[Stored records]
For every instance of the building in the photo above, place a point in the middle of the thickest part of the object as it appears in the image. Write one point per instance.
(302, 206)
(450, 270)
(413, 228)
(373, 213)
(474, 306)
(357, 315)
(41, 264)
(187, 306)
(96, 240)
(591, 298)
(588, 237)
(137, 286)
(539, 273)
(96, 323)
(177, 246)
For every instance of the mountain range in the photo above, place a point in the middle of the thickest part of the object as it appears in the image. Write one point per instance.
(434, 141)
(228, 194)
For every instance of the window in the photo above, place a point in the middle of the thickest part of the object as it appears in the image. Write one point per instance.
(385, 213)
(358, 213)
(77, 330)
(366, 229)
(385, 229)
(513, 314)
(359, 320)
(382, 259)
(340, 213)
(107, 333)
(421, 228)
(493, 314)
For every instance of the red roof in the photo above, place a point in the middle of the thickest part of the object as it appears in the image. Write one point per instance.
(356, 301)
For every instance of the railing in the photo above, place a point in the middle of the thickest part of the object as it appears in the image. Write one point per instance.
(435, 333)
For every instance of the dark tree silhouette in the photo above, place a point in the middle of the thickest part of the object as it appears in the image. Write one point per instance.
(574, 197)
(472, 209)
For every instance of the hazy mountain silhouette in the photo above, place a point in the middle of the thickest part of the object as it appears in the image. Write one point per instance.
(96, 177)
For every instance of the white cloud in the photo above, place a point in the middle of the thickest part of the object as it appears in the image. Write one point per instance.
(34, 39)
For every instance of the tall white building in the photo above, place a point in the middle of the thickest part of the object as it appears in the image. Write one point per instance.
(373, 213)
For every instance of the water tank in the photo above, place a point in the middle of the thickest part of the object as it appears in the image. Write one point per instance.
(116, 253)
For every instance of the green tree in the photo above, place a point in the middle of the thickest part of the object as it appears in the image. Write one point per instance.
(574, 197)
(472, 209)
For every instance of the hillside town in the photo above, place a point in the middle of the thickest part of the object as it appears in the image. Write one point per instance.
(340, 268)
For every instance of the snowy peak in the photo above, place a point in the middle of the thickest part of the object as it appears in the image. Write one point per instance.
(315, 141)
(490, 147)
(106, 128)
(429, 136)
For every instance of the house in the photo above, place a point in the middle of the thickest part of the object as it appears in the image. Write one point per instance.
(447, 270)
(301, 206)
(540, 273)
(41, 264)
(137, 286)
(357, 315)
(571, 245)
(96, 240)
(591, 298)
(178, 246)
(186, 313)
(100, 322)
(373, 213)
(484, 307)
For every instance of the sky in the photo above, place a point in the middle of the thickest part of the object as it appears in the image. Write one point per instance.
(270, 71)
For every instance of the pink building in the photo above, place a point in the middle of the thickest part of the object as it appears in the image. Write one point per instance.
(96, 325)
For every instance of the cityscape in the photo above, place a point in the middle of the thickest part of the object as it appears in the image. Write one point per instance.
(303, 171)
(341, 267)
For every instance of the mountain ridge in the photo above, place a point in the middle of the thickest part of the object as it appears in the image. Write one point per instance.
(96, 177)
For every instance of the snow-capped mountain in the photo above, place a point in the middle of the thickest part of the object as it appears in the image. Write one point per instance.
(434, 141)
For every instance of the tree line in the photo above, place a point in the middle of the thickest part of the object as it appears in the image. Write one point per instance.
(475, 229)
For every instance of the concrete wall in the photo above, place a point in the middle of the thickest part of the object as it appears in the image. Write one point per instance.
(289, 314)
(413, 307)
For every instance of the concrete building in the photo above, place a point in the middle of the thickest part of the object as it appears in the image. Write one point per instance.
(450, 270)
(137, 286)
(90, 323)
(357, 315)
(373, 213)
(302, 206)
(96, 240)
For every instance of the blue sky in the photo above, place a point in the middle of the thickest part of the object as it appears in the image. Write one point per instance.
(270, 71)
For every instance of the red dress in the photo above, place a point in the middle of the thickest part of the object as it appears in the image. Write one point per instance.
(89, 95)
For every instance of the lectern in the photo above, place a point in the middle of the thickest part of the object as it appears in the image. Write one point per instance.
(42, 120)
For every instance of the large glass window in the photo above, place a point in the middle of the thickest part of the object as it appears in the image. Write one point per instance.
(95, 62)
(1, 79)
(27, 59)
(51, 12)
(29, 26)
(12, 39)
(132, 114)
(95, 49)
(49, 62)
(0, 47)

◆ ASSIGNMENT
Each entry needs to be transcribed exactly.

◆ RESULT OF THE TASK
For every instance of the building in the photo above, place a point in the middle of the thickest part of the object as it appears in the image. Write one point per instance.
(302, 206)
(450, 270)
(413, 228)
(373, 213)
(474, 306)
(357, 315)
(41, 264)
(187, 306)
(96, 240)
(591, 298)
(588, 237)
(137, 286)
(539, 273)
(96, 323)
(177, 246)
For every instance of the mountain range in the photo above, place a point in the middle of the thickest part of the object as it appears in the image. Write one point per instance.
(434, 141)
(228, 194)
For every instance of the window in the photo above, place a point in the middle of the thickest part of the object as it appears in the image. Write one point per instance.
(385, 213)
(358, 213)
(77, 330)
(366, 229)
(385, 229)
(513, 314)
(359, 320)
(382, 259)
(340, 213)
(107, 333)
(421, 228)
(493, 314)
For every instance of the red roof in the photo above, place a point in the middle of the thickest part of the object as it appears in the image. Write one point per instance.
(356, 301)
For every instance of the railing in the photo above, place a point in the middle of the thickest part of the object as it appears in the image. Write one point per instance.
(435, 333)
For every instance of the dark tree silhouette in the photo above, place a point in the middle of the thickest part of the object as it appears in the image. Write one point per instance.
(574, 197)
(472, 209)
For every instance of the hazy mountain silhouette in the photo above, place a point in the middle of the thickest part of the object as it appears in the image. Write one point per instance.
(96, 177)
For every instance of the white cloud in the photo above, place a point in the middle of the thickest part of the object as it appears in the image. Write one point per instance.
(34, 39)
For every instance of the tall white building in the photo above, place a point in the middle of the thickest part of the object as it appears in the image. Write one point per instance.
(373, 213)
For every instance of the water tank in the photo above, place a point in the middle of the thickest part of the object as it appears in the image. Write one point per instance.
(116, 253)
For every instance of the green tree in the photo above, place a point in the middle of the thickest part of the object as it appears in the image. Write one point per instance.
(574, 197)
(472, 209)
For every instance of the hillside town in the photo above, place a point in the middle of the thickest part of the object as it appears in the image. Write one point per instance.
(340, 268)
For every instance of the snowy peak in the photo above, place a point in the middle of the thickest part of the object as it appears in the image. Write one point per instance.
(315, 141)
(490, 147)
(106, 128)
(429, 136)
For every instance of the house in the photo above, place a point in the middle of the thickest part of the object as it appears in the image. Write one point per instance.
(447, 270)
(301, 206)
(540, 273)
(41, 264)
(137, 286)
(357, 315)
(571, 245)
(96, 240)
(591, 298)
(178, 246)
(186, 313)
(100, 322)
(373, 213)
(484, 307)
For every instance of the sky in the photo above, place a point in the middle of the thickest part of the object as it appears in the image. Write one point per instance.
(270, 71)
For every instance of the pink building in the photo above, place a point in the middle of the thickest part of the object as it appears in the image. Write one point per instance.
(96, 325)
For every instance of the cityscape in the photo above, place a point in the middle of the thickest part of the object as it appears in the image. Write one point per instance.
(303, 171)
(341, 267)
For every instance of the mountain ridge in the photo above, place a point in the middle of the thickest part of the object as it appears in the image. Write one point per instance.
(96, 177)
For every instance of the snow-capped mountain in the photo above, place a point in the middle of the thickest part of the object as it appears in the image. Write one point per instance.
(434, 141)
For every instance of the tree line in the photo above, place a point in the middle of the thickest part of the object as it appears in the image. Write one point per instance.
(475, 229)
For every instance of the concrete wall in the photo above, place a point in the middle of the thickest part of the object as it appears in the image. Write one point per instance.
(289, 314)
(413, 307)
For every instance of the concrete building in the photo above, place a point in the middle of the thickest part of the object as it appears in the image. Write one point per instance.
(450, 270)
(137, 286)
(90, 323)
(357, 315)
(373, 213)
(302, 206)
(96, 240)
For every instance of the blue sky in the photo above, place a point in the middle of the thickest part of the object as it appears in the image. Write one point per instance.
(270, 71)
For every instance of the red dress in the photo above, place a point in the middle of the thickest part of the object as it appears in the image. Write one point per instance.
(89, 95)
For every instance of the lectern in the photo above, place a point in the middle of the thickest part of the object as it appears in the image. Write one point per instance.
(42, 120)
For every instance of the large glass window in the photo above, place a point in the middle of the thickest part of the object as it appears in the image. Write one point per instance.
(95, 62)
(1, 79)
(27, 59)
(51, 12)
(29, 26)
(12, 39)
(132, 114)
(95, 49)
(49, 62)
(0, 47)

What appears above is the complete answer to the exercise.